PROBLEM SET
[1] According to the review of the news story on berries and Parkinson's disease, what relative risk figures did the story use?
[2] Write the next part of the review of the news story on berries and Parkinson's disease, picking up after its final sentence.

── EXCERPTED PASSAGE

One of our reviewers, Andrew Holtz, has quipped that “alarm clocks may cause the sun to rise” is an example of the flawed logic behind news stories that confuse association with causation.
This story committed that oft-repeated sin, spinning an observational study that pointed to an association into a story about how berries may “ward off” Parkinson’s disease.
And why just berries in the headline?
Flavonoids, the story tells us, are found in apples, tea, red wine, chocolate and citrus fruits as well.
Andrew Holtz, mentioned above, also wrote about reporters and observational study limitations: “If including caveats, context and explanation make a story too weak, there is a simple solution: don’t run it. One reason people feel so overwhelmed by apparently contradictory reporting on health science is that there are too many stories that sacrifice the (complicated and nuanced) truth in order to create a punchy lead and headline.”
Not applicable. The costs of the flavonoid-containing foods mentioned in the story is not in question.
Inadequate. The story consistently used only relative risk reduction estimates – 35% lower risk or 22% lower risk.
But 35% or 22% of what? How many people in either arm of the study developed Parkinson’s? Why not spell it out in absolute terms? Again, we urge WebMD to read another of our primers, “Absolute vs. Relative Risk.”
Not applicable. Harms aren’t discussed but we don’t know what they’d be.
The story simply failed on this criterion – as so many such stories do.
The story never discussed the limitations of such observational studies. The story quotes the researcher on “the association” between flavonoids and risk of developing Parkinson’s disease. But that researcher isn’t quoted saying anything about how the substances “may ward off Parkinson’s disease” (as the headline states), or “may pay off by reducing the risk” as the first sentence states.
You can’t establish cause and effect from such observational studies and the story should have said do. Association does not equal causation. So it is simply wrong to use active, causal terms like “ward off” or “pay off by reducing the risk” when that can’t be proven from such a study.

────
── STORED DATA

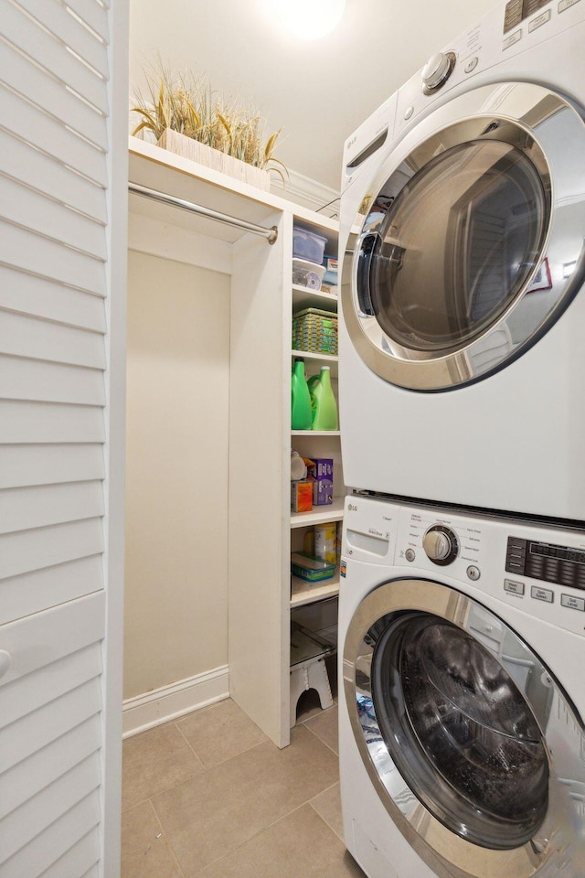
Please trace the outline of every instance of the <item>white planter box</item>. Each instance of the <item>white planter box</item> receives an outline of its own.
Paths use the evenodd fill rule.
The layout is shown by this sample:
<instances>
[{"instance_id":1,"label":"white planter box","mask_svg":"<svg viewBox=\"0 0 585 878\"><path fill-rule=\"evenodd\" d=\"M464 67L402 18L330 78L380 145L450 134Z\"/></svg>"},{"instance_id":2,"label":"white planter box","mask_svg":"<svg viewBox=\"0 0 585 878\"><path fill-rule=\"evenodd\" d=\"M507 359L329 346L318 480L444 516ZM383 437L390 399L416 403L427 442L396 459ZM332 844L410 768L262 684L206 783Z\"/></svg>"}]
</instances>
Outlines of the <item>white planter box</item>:
<instances>
[{"instance_id":1,"label":"white planter box","mask_svg":"<svg viewBox=\"0 0 585 878\"><path fill-rule=\"evenodd\" d=\"M227 174L237 180L244 183L250 183L259 189L270 191L271 175L270 171L264 171L247 162L241 162L239 158L232 155L227 155L218 149L212 149L207 144L200 144L192 137L186 137L185 134L166 128L156 144L163 149L168 149L183 158L189 158L192 162L197 162L199 165L205 165L206 167L212 167L216 171Z\"/></svg>"}]
</instances>

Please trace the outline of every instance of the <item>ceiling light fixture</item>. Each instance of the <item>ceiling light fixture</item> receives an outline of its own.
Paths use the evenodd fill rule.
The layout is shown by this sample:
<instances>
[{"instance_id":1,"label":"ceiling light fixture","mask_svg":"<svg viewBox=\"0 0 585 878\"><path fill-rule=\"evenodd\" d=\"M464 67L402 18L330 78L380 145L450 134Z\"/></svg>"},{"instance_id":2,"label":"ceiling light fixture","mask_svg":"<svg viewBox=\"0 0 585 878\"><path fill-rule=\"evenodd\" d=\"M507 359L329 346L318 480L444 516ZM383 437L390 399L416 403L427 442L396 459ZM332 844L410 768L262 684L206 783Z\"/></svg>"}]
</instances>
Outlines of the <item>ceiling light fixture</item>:
<instances>
[{"instance_id":1,"label":"ceiling light fixture","mask_svg":"<svg viewBox=\"0 0 585 878\"><path fill-rule=\"evenodd\" d=\"M319 39L339 24L346 0L271 0L281 25L301 39Z\"/></svg>"}]
</instances>

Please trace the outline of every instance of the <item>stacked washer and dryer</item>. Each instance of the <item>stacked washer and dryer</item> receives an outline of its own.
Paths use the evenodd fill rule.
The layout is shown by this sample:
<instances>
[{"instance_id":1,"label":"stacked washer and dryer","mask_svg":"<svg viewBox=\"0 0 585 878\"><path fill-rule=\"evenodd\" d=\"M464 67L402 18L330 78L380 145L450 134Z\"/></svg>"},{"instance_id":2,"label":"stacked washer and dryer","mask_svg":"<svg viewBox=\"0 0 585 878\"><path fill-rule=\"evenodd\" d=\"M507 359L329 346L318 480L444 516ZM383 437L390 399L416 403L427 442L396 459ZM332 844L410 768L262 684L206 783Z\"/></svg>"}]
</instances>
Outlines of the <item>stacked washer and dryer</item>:
<instances>
[{"instance_id":1,"label":"stacked washer and dryer","mask_svg":"<svg viewBox=\"0 0 585 878\"><path fill-rule=\"evenodd\" d=\"M368 878L585 876L585 0L347 143L341 795Z\"/></svg>"}]
</instances>

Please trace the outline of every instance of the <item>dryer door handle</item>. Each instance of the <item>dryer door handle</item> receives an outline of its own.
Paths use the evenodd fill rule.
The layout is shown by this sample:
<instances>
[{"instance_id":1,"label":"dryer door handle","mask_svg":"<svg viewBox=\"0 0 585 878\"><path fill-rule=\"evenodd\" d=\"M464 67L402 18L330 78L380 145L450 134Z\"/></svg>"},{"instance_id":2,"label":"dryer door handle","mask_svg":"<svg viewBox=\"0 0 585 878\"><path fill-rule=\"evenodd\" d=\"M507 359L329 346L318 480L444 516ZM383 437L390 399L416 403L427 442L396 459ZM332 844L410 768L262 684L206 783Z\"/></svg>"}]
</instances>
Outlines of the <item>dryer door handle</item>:
<instances>
[{"instance_id":1,"label":"dryer door handle","mask_svg":"<svg viewBox=\"0 0 585 878\"><path fill-rule=\"evenodd\" d=\"M360 242L359 256L357 257L357 276L356 278L357 305L359 305L361 313L370 317L376 314L372 304L370 278L374 251L376 250L379 235L373 232L368 232L364 235Z\"/></svg>"}]
</instances>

────

ANSWERS TO THIS EXERCISE
[1] It used 35% lower risk and 22% lower risk.

[2]
We urge WebMD to distribute our primer, “Does the Language Fit the Evidence? Association Versus Causation,” to all of their writers and editors.
In addition, the story was based on a study that won’t even be presented in a meeting for two more months – much less published anywhere.
The brief caveat at the end of the story is appreciated, but it doesn’t go far enough in countering the headline and first sentence of the story.
There was no overt disease-mongering about Parkinson’s disease in the story.
The only quote comes from the researcher from a news release. No independent perspective appears in the story.
There’s not even a line about other research looking at other factors to lower Parkinson’s risk. There’s also no discussion of other research looking at potential benefits of flavonoids.
Not applicable. The availability of the flavonoid-containing foods mentioned in the story is not in question.
The story allows the researcher to claim that “this is the first study in humans to examine” this association. We don’t know whether that’s true or not. And the story didn’t provide any independent perspective to reflect on whether this is novel or not. But there’s been a lot of other flavonoid research which the story could have at least mentioned. From this story, one might assume that this is the first study that’s ever recognized flavonoids.
The story discloses that its only quote comes from a news release.